* _Your instructions_: Pull out each line of the rows below that contains the word "clicks".

##### Given records

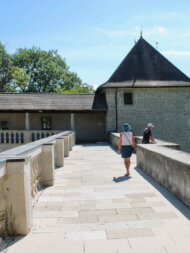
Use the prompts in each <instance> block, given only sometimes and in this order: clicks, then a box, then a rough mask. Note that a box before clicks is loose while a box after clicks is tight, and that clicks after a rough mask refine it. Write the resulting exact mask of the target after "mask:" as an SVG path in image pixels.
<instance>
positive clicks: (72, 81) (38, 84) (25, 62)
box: [12, 47, 92, 92]
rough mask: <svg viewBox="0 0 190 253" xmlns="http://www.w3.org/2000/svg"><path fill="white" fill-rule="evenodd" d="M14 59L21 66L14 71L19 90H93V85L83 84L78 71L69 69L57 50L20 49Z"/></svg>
mask: <svg viewBox="0 0 190 253" xmlns="http://www.w3.org/2000/svg"><path fill="white" fill-rule="evenodd" d="M12 59H13V64H14V66H15V67H17V68H19V69H17V70H16V73H14V78H15V79H14V85H17V89H18V90H19V91H22V92H66V91H68V92H69V91H71V90H73V92H74V91H76V90H78V92H82V90H85V92H92V87H91V86H88V85H86V84H83V83H82V81H81V79H80V78H79V77H78V76H77V74H76V73H73V72H71V71H69V67H68V66H67V64H66V62H65V59H63V58H62V57H61V56H60V55H59V54H58V53H57V51H55V50H50V51H44V50H41V49H40V48H36V47H33V48H31V49H26V48H25V49H18V50H17V51H16V53H15V54H14V55H13V57H12ZM20 69H22V71H21V70H20ZM19 71H20V74H19ZM19 76H21V77H20V78H19Z"/></svg>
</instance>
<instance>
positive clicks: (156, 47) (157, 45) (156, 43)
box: [156, 41, 158, 50]
mask: <svg viewBox="0 0 190 253" xmlns="http://www.w3.org/2000/svg"><path fill="white" fill-rule="evenodd" d="M156 49H157V50H158V41H157V42H156Z"/></svg>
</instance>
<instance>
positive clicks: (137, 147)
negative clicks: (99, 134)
mask: <svg viewBox="0 0 190 253" xmlns="http://www.w3.org/2000/svg"><path fill="white" fill-rule="evenodd" d="M119 138H120V134H119V133H110V134H109V142H110V143H111V144H112V146H113V147H114V148H116V149H117V148H118V144H119ZM142 139H143V137H142V136H134V140H135V143H136V149H138V144H142ZM150 145H152V144H150ZM156 145H158V146H164V147H168V148H172V149H176V150H180V145H179V144H176V143H172V142H166V141H162V140H158V139H156Z"/></svg>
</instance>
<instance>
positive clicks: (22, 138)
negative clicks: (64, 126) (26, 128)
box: [0, 130, 61, 144]
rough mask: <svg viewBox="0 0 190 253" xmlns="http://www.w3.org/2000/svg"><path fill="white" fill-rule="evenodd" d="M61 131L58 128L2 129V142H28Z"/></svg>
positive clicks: (0, 140)
mask: <svg viewBox="0 0 190 253" xmlns="http://www.w3.org/2000/svg"><path fill="white" fill-rule="evenodd" d="M60 132H61V131H57V130H0V144H26V143H29V142H33V141H36V140H40V139H43V138H46V137H49V136H51V135H54V134H58V133H60Z"/></svg>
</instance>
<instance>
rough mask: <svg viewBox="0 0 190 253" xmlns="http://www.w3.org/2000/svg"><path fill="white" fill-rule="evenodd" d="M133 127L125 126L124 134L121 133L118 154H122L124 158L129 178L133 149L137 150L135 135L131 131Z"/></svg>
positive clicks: (123, 127)
mask: <svg viewBox="0 0 190 253" xmlns="http://www.w3.org/2000/svg"><path fill="white" fill-rule="evenodd" d="M130 129H131V127H130V126H129V124H124V127H123V132H122V133H120V140H119V146H118V153H120V152H121V155H122V158H124V164H125V168H126V172H127V173H126V174H125V176H129V175H130V172H129V167H130V157H131V155H132V151H133V149H134V150H135V141H134V137H133V133H132V132H130V131H129V130H130Z"/></svg>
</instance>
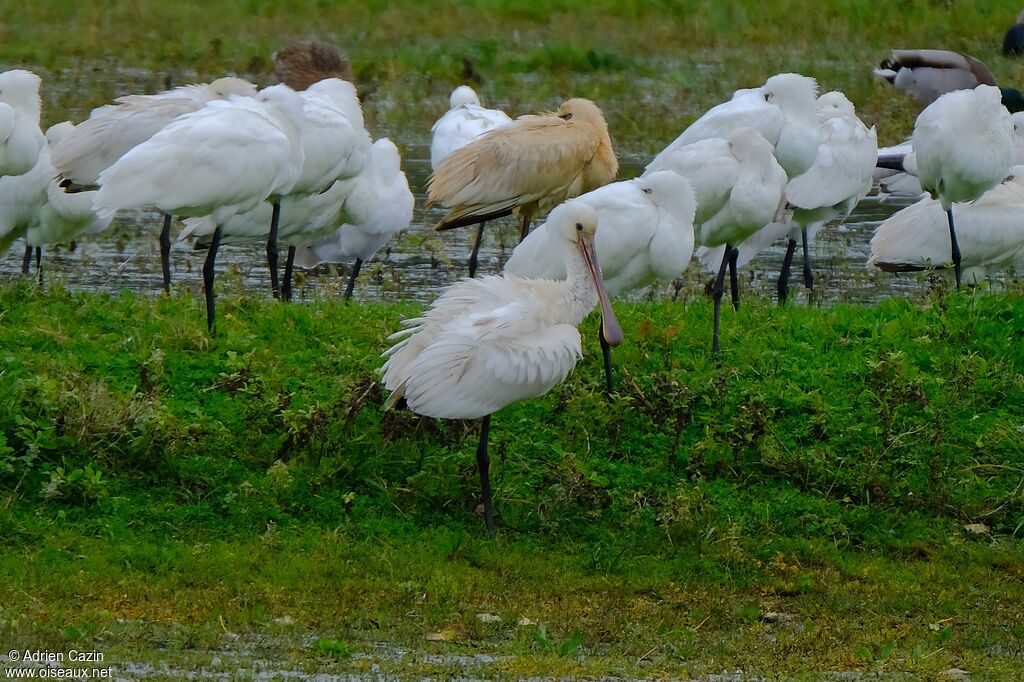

##########

* _Expected answer_:
Use the prompts in each <instance> block, given only sometimes and in this order: clicks, then a box, then a rough mask. Note that a box before clicks is loose while a box after clicks is tight, and that clicks after a rough mask refine it. Write the resulting exact mask of the target after "mask:" as an SVG path in image pixels.
positive clicks: (72, 81) (38, 84) (25, 62)
positive clicks: (156, 47) (157, 45) (156, 43)
positive clicks: (137, 147)
negative clicks: (99, 134)
positive clicks: (22, 138)
negative clicks: (64, 126) (26, 128)
positive clicks: (0, 140)
positive clicks: (123, 127)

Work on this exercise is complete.